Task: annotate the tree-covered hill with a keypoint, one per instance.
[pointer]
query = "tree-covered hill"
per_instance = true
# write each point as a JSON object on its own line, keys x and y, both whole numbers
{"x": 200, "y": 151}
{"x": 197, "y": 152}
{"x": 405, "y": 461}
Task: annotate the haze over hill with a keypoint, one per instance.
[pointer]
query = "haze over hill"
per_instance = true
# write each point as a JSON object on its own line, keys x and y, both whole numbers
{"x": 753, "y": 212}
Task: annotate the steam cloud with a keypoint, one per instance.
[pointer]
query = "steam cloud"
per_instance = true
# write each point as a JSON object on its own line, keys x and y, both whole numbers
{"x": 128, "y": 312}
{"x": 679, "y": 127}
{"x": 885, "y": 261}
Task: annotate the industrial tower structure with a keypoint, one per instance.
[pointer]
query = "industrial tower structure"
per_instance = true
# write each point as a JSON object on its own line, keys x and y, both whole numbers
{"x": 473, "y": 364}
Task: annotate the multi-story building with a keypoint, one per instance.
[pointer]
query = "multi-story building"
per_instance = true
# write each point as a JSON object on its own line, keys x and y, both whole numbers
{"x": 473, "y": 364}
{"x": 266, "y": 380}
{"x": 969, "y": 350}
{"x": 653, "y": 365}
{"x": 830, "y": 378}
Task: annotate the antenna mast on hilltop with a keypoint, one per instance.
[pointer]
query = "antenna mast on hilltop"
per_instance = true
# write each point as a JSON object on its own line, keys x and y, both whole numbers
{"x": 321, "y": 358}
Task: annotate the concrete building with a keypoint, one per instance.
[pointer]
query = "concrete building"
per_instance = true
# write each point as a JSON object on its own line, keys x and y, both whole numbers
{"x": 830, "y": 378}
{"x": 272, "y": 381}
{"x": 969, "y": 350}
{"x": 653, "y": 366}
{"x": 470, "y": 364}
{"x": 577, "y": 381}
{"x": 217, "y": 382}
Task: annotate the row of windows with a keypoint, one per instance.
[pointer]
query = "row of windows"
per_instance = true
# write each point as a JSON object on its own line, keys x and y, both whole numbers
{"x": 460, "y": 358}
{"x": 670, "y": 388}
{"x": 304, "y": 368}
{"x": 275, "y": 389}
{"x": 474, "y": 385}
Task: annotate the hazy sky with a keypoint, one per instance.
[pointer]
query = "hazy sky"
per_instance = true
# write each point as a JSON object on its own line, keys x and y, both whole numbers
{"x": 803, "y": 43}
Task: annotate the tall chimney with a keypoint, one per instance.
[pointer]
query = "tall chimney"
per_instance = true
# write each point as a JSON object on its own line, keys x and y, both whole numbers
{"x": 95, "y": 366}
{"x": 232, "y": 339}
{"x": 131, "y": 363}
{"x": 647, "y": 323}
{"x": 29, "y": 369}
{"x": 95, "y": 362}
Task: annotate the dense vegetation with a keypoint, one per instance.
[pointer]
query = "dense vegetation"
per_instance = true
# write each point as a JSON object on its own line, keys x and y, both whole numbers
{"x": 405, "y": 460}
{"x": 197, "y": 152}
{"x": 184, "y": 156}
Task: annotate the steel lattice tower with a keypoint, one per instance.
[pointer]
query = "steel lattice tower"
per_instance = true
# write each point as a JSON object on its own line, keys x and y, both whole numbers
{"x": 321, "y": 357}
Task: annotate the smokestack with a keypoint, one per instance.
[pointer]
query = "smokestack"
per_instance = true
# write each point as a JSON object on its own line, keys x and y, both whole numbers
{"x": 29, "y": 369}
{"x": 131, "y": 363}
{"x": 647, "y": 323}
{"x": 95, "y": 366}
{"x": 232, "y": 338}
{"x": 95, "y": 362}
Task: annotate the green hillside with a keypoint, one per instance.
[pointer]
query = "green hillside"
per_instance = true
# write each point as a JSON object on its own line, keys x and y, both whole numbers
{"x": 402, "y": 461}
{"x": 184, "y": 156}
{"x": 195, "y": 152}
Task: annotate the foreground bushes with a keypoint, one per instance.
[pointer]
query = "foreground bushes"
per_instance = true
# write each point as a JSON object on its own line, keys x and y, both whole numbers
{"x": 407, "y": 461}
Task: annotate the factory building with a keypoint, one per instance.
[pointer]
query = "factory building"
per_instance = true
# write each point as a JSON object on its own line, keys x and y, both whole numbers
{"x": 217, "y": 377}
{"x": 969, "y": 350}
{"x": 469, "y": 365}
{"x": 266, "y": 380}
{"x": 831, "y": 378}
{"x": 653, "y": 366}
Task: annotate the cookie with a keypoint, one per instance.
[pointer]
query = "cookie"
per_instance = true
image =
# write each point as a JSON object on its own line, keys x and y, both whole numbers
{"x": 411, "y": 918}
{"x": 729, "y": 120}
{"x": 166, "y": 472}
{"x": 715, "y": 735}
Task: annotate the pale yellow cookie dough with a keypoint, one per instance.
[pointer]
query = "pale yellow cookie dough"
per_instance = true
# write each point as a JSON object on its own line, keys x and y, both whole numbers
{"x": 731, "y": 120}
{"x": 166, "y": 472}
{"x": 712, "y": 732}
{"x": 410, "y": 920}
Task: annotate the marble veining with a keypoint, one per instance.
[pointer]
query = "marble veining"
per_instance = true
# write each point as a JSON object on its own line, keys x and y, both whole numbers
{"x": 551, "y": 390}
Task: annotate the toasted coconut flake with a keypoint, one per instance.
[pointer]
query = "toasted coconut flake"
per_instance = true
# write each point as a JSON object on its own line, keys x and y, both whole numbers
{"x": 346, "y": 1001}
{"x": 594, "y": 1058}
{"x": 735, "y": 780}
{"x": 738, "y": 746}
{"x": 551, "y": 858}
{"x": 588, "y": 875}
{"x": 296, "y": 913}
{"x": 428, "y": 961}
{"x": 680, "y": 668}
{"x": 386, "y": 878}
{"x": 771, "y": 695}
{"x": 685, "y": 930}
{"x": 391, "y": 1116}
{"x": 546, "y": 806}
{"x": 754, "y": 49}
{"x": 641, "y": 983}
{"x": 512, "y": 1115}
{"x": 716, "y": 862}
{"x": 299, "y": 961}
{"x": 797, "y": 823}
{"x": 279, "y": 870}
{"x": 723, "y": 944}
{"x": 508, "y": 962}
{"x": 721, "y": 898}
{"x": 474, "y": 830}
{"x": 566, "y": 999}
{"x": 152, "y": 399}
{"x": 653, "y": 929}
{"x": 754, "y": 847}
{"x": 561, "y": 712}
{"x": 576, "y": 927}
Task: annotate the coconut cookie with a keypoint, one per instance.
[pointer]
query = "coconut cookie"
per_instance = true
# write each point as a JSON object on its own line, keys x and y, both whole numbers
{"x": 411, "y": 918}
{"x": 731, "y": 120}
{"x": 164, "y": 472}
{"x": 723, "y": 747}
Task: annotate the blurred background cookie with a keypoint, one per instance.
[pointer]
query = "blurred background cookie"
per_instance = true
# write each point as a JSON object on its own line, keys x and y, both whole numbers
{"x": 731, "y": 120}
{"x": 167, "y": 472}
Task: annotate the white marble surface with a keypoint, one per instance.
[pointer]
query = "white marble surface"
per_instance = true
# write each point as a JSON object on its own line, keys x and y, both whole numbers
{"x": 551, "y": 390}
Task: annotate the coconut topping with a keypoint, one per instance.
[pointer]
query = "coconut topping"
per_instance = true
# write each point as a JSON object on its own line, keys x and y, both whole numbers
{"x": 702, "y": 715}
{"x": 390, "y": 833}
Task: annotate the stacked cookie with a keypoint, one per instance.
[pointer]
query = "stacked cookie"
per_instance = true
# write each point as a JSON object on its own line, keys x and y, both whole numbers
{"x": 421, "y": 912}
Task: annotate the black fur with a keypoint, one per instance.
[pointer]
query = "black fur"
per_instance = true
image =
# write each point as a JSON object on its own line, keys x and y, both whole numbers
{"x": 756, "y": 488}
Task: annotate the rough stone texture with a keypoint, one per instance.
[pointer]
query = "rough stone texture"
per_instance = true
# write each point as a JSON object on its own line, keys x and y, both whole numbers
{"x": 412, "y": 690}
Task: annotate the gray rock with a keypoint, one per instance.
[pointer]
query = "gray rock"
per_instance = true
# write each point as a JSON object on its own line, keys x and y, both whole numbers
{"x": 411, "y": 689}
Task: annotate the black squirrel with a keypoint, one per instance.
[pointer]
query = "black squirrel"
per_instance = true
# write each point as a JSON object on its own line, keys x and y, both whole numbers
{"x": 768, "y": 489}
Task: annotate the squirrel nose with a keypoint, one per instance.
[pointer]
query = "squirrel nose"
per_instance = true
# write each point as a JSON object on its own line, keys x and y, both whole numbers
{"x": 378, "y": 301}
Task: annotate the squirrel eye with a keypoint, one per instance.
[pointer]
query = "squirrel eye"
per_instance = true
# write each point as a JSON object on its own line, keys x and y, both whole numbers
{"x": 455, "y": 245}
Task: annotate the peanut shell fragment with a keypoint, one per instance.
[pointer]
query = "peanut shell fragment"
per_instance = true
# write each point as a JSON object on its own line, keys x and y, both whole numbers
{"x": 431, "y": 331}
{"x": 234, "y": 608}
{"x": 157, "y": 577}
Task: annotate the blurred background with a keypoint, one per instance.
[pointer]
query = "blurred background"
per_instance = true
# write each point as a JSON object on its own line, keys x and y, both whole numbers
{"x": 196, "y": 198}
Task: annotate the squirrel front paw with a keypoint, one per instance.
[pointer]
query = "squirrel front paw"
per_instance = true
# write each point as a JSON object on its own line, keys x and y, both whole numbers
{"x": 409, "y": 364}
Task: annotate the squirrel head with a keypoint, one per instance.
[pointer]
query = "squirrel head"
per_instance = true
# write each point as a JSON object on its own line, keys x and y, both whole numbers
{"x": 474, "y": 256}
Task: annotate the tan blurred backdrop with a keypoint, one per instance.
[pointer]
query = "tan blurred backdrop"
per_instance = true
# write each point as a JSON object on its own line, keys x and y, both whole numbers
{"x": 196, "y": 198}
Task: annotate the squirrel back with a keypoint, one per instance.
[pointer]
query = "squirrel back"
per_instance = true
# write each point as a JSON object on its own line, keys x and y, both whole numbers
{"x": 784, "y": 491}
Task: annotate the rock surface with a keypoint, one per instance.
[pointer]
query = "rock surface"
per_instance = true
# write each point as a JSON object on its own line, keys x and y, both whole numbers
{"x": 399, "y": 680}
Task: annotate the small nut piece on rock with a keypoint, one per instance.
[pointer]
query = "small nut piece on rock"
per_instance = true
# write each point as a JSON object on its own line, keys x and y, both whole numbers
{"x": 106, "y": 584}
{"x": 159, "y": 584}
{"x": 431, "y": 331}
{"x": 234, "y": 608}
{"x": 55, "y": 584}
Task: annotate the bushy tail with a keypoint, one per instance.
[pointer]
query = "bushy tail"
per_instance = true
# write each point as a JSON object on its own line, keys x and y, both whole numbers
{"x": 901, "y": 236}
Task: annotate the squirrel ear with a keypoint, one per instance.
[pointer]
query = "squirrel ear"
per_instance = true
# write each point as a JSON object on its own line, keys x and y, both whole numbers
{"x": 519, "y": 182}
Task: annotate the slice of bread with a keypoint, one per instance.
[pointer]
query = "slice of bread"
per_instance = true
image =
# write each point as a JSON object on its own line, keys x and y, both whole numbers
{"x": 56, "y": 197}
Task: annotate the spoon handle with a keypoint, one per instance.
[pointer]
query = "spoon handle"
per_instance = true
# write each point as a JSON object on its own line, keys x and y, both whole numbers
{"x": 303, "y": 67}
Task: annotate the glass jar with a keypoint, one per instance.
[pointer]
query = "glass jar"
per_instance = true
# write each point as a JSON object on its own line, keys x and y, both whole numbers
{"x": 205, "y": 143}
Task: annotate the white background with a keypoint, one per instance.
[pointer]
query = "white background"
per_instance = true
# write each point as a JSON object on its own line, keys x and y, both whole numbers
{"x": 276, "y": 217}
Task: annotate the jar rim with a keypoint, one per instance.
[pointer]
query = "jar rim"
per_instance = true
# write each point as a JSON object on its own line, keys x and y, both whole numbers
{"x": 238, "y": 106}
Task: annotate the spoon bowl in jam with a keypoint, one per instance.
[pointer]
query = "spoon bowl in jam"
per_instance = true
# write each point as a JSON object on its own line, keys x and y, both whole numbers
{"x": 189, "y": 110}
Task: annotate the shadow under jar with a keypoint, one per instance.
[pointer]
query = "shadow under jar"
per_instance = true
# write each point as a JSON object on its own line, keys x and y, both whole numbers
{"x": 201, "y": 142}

### Problem statement
Using the listing above, show every line that includes the string "background".

### Answer box
Task: annotate the blurred background cookie with a keypoint, one per instance.
query = "blurred background cookie"
Task: annotate the blurred background with a keypoint, one per instance.
query = "blurred background"
Task: annotate the white background with a keypoint, one per instance.
query = "white background"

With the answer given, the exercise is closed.